::: Selected excerpt

On March 20, 2019, Wang Chen took over from Wang Lequan as director of the China Law Society. Wang Chen is a member of the Politburo, the top decision-making body of the CCP. Within one month, Wang Chen had planned intensive training to intensify the persecution of Falun Gong. 

According to a leaked document, “China Law Society Training File 2019 No. 17,” the agency hosted 8 training sessions in 2019 alone. The speakers included people from the China Anti-Cult Association, the Ministry of Public Security, the Central Party School (also known as the National Academy of Governance), local Party School branches, and institutions of higher education. 

The trainees were directors and key officials from PLAC branches, local Anti-Cult Association branches, as well as the police, procuratorial, and court systems. Officials from the 610 Office system were also included. It was said that the CCP had planned to escalate the persecution of Falun Gong in early 2020 following these training sessions in 2019. This plan was interrupted by the coronavirus pandemic and, after the situation improved some in China, the CCP launched the large-scale Zero-Out Campaign, a coordinated effort aimed to force every Falun Gong practitioner on the government's blacklist to give up their belief in Falun Gong. By working closely with the PLAC and the 610 Office at all levels, the China Law Society has aimed to eradicate Falun Gong. 

Wang Chen’s involvement in the suppression started even before former CCP leader Jiang Zemin officially launched the persecution in July 1999. Xu Guangchun, Jiang’s aide and then Vice Minister of Propaganda, organized a meeting in June 1996 for the chief editors of 10 major newspapers in Beijing. He bluntly requested that these media outlets publish articles against Falun Gong. Wang Chen, then chief editor of the Guangming Daily, closely followed the order and published slanderous articles against Falun Gong on the front page of the newspaper. This misled the public and paved the path for the persecution later on.

::::::
::: Data extract

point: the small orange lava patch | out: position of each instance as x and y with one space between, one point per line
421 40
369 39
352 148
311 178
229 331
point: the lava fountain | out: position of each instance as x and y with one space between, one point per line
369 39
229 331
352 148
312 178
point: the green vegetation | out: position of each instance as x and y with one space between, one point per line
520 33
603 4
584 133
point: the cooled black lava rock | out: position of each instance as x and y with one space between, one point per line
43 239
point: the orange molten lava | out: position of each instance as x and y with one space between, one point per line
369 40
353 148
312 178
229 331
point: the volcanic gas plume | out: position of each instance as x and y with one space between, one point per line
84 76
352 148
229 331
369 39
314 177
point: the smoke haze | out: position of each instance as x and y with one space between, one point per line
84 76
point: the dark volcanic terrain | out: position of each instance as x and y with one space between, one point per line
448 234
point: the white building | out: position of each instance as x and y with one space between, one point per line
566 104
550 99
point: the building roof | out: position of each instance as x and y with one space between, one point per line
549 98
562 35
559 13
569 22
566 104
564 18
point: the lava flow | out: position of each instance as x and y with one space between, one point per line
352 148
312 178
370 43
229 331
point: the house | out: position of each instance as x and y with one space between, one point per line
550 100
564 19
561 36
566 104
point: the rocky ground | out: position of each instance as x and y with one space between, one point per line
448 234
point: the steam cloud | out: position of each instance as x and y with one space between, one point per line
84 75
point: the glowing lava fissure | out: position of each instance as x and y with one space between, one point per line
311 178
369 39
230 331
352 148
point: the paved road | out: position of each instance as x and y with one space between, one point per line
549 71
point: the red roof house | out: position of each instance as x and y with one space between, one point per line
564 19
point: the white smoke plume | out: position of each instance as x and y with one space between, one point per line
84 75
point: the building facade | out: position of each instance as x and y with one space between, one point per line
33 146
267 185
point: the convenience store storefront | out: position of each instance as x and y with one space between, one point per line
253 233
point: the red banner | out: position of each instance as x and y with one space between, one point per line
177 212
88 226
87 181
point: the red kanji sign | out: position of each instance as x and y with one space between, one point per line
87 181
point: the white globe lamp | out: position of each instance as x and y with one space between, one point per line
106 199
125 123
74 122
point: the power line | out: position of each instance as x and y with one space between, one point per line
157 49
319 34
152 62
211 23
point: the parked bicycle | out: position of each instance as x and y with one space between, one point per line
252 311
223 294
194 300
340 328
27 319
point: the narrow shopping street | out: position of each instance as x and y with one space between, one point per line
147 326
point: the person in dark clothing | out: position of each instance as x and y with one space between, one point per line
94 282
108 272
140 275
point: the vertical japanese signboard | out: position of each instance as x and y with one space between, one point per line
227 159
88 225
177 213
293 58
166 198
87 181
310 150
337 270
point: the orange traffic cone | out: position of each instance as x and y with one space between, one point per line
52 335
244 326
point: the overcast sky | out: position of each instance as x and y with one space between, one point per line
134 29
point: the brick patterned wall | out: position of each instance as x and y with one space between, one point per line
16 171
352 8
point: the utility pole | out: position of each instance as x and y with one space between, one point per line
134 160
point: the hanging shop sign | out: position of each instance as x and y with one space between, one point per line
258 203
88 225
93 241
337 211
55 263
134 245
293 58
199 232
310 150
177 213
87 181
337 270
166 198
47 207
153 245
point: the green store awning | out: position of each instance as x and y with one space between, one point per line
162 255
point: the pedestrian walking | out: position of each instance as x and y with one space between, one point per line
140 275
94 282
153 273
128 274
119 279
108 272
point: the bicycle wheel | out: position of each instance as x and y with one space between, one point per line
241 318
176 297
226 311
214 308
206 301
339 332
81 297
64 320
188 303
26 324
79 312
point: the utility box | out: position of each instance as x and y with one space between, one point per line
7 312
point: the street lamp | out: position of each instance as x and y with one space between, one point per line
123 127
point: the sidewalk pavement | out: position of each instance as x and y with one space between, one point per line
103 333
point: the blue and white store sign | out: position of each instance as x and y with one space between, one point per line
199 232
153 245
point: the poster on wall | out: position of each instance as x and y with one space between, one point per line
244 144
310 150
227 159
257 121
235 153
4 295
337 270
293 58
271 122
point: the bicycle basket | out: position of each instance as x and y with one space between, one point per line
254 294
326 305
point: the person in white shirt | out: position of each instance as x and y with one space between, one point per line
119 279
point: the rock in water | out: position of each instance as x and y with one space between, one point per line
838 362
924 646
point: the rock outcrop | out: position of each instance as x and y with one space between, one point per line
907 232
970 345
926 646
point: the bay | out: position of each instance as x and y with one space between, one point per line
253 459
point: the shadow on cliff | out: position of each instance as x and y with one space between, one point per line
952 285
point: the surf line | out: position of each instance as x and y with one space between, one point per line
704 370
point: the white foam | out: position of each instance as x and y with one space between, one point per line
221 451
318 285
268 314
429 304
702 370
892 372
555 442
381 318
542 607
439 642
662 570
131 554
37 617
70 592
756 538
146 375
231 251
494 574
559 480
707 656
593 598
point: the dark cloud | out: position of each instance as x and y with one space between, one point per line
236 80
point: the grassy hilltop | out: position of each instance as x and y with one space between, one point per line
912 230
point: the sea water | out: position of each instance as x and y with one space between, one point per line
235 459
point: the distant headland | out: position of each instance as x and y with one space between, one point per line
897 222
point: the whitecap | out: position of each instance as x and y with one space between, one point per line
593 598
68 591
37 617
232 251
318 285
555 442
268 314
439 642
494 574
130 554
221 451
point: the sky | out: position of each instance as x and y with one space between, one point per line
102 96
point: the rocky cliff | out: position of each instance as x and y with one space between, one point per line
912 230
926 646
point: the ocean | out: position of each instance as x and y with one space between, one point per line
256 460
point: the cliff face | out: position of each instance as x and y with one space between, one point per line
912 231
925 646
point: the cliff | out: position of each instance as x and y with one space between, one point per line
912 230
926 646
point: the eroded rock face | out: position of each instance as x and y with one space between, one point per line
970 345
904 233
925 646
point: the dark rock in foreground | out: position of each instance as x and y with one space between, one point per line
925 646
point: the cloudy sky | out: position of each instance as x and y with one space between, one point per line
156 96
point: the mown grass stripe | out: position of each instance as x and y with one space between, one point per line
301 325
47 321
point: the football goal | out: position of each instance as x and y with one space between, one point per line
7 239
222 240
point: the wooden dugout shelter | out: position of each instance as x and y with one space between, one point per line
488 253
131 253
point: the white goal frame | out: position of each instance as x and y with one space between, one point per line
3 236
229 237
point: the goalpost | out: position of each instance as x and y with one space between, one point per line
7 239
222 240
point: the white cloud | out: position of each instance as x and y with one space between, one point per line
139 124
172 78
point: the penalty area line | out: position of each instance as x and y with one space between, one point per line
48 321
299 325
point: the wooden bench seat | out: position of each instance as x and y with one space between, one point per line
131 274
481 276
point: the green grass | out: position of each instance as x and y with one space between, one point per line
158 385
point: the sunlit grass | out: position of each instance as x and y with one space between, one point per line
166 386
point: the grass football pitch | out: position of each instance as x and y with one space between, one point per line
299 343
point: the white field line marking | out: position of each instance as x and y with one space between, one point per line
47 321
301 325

::::::

▸ **Tasks**
• 1. List every group or institution that the text about Wang Chen and the China Law Society says the 2019 training speakers came from.
• 2. Using the text about Wang Chen and the China Law Society, answer each question on its own line:
(a) On what date did Wang Chen take over as director of the China Law Society?
(b) How many training sessions did the agency host in 2019, according to the leaked document?
(c) Which newspaper was Wang Chen chief editor of when Xu Guangchun held the June 1996 meeting?
• 3. From the text about Wang Chen and the China Law Society, reproduce word for word the part from "On March 20, 2019, Wang" up to and including "of Falun Gong.".

▸ **Responses to the exercise**
• 1.
- China Anti-Cult Association
- Ministry of Public Security
- Central Party School (also known as the National Academy of Governance)
- local Party School branches
- institutions of higher education

• 2.
(a) March 20, 2019
(b) 8
(c) The Guangming Daily

• 3.
On March 20, 2019, Wang Chen took over from Wang Lequan as director of the China Law Society. Wang Chen is a member of the Politburo, the top decision-making body of the CCP. Within one month, Wang Chen had planned intensive training to intensify the persecution of Falun Gong.